__Dataset excerpts__
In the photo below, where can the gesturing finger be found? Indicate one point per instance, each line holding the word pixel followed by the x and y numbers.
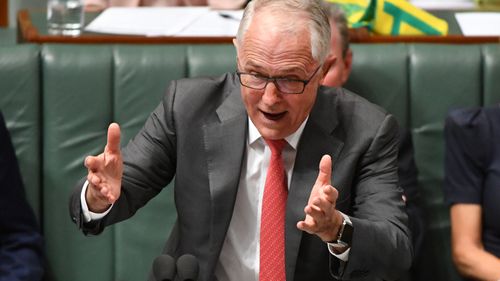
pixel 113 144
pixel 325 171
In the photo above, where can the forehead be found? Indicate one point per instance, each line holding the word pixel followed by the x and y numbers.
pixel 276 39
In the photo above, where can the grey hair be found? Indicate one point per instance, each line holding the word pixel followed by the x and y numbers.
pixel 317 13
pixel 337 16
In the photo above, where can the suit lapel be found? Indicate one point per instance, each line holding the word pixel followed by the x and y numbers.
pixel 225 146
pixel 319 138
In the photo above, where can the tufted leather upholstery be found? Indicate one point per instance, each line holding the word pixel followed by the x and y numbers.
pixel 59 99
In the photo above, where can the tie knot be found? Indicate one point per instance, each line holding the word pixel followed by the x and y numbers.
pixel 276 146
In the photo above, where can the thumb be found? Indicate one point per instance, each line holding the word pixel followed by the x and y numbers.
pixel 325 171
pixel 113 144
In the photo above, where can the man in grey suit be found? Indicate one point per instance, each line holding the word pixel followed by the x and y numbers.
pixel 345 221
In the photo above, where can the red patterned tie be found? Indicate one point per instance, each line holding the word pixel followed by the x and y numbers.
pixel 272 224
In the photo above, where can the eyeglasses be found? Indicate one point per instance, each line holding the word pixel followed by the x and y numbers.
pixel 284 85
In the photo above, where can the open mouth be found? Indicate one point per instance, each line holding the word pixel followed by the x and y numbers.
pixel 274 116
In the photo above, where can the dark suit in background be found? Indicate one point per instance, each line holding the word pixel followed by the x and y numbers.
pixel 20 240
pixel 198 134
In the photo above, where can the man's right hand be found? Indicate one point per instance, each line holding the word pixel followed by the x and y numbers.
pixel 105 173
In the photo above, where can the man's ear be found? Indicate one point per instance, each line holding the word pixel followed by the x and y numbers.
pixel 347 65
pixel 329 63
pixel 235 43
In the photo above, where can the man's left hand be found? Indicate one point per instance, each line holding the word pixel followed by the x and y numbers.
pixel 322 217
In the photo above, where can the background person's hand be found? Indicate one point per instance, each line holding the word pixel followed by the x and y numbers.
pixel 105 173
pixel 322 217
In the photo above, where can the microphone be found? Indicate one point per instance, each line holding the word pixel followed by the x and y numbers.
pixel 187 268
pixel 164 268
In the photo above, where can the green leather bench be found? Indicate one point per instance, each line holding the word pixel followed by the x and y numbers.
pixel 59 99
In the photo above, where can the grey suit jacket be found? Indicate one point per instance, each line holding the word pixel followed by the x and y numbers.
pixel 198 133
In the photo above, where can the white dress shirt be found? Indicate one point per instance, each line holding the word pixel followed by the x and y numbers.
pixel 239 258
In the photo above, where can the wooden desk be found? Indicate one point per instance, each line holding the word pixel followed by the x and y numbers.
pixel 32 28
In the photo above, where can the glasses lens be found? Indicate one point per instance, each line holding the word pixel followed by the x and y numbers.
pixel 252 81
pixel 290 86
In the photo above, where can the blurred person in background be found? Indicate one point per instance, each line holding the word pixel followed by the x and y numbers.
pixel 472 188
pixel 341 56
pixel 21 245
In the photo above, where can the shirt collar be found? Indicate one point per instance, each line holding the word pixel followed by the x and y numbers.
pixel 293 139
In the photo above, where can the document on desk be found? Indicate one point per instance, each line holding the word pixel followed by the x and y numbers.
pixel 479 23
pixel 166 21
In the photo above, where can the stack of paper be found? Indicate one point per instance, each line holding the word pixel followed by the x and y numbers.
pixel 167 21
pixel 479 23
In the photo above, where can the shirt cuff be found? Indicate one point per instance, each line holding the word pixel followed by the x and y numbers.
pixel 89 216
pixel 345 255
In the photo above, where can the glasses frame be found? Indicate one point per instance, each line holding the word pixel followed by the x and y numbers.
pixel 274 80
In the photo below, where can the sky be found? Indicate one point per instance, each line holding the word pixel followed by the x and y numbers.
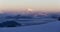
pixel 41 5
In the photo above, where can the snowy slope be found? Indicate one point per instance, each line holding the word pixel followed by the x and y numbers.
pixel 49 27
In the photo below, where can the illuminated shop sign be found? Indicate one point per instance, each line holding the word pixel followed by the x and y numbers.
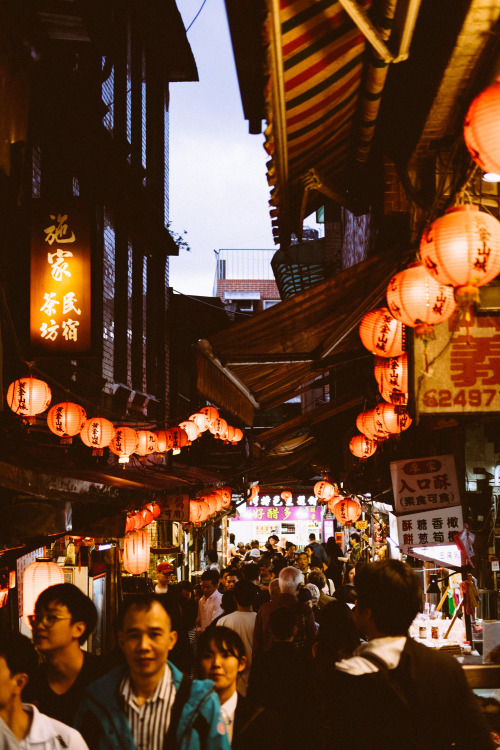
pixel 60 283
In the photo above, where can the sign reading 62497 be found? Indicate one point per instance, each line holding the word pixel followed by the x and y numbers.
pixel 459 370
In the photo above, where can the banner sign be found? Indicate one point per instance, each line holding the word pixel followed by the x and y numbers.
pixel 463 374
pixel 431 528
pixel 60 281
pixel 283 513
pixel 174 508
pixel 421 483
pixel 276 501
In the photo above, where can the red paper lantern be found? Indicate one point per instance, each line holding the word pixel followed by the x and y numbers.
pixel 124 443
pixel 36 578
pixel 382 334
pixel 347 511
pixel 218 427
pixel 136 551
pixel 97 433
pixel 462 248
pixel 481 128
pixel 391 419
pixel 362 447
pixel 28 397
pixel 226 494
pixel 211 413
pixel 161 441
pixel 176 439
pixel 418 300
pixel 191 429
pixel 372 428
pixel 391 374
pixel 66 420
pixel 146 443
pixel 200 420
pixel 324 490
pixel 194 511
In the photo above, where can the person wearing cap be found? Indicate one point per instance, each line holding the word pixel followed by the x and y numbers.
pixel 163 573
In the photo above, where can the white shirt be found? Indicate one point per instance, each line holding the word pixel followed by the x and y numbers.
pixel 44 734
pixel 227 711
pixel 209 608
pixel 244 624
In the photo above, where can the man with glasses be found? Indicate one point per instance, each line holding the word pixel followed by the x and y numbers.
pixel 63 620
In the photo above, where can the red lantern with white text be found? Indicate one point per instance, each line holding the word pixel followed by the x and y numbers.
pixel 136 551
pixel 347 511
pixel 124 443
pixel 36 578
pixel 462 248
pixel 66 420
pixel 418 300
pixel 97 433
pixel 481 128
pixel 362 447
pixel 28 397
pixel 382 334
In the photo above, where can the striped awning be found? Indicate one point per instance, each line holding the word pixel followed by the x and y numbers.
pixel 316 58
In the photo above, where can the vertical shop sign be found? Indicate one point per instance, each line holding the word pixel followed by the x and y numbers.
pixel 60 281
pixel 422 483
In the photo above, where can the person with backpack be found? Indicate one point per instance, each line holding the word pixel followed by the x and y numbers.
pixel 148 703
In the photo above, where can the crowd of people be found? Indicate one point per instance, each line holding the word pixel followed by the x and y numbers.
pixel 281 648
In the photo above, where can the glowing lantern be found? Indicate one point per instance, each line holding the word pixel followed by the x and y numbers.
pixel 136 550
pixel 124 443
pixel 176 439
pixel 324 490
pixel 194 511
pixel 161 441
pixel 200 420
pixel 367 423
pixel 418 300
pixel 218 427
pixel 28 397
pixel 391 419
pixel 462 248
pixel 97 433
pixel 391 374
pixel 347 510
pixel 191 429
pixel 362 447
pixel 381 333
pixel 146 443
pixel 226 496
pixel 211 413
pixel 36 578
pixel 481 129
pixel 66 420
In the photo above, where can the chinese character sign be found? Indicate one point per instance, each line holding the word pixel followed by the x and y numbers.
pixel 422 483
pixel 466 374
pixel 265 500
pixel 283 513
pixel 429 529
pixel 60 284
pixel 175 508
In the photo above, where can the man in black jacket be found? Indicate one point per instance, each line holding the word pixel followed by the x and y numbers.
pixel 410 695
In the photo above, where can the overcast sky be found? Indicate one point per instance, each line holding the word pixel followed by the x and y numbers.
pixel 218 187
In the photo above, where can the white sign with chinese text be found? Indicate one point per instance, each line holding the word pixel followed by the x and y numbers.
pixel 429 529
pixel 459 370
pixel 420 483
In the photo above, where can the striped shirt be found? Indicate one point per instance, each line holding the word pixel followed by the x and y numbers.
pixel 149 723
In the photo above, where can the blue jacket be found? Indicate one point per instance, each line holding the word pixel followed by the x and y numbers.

__Given exercise__
Copy the material word for word, starting at the line that contains "In the photo above, where can the white sign" and ending with the last line of the material.

__Task answer__
In the photo above, where can the white sign with chinese text be found? Indicate one point per instance, each line holding the word pixel followed by the x and y numbers.
pixel 429 529
pixel 459 370
pixel 420 483
In the photo above, where can the striped shirt be found? Indicate one point per instance, each line holding the word pixel followed by the x and y numbers.
pixel 149 723
In the photo above, where can the blue jacket be found? Indicate one point per instance, each line holding the word pixel followed by the x and y numbers.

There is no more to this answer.